------ Task input ------
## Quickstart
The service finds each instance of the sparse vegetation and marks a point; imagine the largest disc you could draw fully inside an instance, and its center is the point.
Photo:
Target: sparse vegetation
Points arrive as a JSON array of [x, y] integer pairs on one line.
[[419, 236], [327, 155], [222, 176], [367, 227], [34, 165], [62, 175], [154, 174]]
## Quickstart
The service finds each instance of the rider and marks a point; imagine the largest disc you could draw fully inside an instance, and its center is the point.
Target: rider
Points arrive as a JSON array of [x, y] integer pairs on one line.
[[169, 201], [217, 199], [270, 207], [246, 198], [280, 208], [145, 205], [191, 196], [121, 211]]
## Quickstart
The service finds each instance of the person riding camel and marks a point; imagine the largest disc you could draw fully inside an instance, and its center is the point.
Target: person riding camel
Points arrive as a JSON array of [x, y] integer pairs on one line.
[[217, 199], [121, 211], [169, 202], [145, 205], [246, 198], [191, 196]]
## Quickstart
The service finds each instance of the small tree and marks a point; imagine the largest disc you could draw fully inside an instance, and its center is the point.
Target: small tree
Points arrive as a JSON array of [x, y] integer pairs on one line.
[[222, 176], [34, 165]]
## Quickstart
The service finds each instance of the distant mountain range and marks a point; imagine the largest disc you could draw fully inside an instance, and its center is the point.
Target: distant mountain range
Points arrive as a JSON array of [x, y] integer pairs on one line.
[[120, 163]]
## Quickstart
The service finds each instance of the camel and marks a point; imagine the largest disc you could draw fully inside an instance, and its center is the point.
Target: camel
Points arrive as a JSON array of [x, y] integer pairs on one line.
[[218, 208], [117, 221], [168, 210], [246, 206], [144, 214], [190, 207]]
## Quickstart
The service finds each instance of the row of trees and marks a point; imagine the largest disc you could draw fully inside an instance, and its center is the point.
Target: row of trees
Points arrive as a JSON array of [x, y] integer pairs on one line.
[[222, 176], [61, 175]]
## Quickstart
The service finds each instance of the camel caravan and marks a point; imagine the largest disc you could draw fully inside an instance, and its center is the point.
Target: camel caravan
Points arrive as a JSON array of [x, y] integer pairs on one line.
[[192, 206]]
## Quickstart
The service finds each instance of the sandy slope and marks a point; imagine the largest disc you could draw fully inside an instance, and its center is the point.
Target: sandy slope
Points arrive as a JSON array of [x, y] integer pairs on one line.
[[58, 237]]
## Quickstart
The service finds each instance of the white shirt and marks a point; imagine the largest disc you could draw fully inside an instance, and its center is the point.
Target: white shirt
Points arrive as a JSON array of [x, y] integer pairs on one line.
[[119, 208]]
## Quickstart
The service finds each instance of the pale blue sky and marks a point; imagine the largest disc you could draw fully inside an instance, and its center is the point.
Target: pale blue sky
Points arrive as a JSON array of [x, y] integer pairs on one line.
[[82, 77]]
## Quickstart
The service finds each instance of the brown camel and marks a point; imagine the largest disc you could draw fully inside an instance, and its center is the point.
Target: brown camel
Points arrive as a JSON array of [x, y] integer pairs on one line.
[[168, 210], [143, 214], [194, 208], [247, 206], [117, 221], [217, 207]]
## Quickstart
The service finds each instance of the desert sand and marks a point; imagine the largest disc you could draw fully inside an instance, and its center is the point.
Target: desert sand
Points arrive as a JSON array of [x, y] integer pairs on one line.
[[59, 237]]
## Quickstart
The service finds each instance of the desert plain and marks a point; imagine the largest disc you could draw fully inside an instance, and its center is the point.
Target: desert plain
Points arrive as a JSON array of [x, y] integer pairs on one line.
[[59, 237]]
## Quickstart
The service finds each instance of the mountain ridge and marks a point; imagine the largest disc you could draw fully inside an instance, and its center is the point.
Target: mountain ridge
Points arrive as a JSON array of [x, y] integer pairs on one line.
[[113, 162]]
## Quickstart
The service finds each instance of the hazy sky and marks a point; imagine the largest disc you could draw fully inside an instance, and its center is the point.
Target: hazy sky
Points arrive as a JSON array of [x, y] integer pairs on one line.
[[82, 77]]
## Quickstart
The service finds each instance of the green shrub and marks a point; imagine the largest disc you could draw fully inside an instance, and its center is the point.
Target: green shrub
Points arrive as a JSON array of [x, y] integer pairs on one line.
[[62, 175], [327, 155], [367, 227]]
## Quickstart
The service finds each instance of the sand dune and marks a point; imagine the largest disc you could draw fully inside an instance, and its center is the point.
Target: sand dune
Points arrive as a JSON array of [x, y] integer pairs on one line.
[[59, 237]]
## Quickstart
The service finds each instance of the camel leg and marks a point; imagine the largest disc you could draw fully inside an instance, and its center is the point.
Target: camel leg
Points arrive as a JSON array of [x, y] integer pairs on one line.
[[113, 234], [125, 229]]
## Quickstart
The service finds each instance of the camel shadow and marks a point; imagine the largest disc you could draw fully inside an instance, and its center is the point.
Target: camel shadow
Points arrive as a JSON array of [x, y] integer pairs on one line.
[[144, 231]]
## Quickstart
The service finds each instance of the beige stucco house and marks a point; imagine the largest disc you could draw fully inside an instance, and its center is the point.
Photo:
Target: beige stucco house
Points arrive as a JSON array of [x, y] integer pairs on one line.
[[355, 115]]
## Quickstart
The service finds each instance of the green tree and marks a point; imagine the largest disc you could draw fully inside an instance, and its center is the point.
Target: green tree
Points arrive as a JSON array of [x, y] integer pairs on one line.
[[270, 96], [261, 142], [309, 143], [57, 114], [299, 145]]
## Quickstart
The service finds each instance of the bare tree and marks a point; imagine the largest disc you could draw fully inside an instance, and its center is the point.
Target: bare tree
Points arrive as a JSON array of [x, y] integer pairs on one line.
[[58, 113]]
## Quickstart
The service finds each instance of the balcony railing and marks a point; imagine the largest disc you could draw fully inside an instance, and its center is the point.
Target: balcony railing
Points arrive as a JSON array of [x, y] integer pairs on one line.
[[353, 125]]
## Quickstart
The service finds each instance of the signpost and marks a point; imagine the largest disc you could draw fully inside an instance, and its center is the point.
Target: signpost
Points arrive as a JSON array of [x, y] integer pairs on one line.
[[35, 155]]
------
- _What is required_:
Rewrite every line from the start of the material through the line holding "175], [154, 174]]", inclusive, scaling each x and y coordinate in the answers by 2 and rounding to whole numbers, halves up. Leave everything else unchanged.

- _Full output_:
## Quickstart
The service finds each instance of the sparse vegetation and marks a point; imagine the largest disc you could draw fully inside an instance, and its center is the point.
Photo:
Target: sparse vegetation
Points arrive as a JSON array of [x, y] integer pairs on one line.
[[838, 472], [654, 310], [444, 352], [734, 454], [68, 330], [124, 350], [308, 348]]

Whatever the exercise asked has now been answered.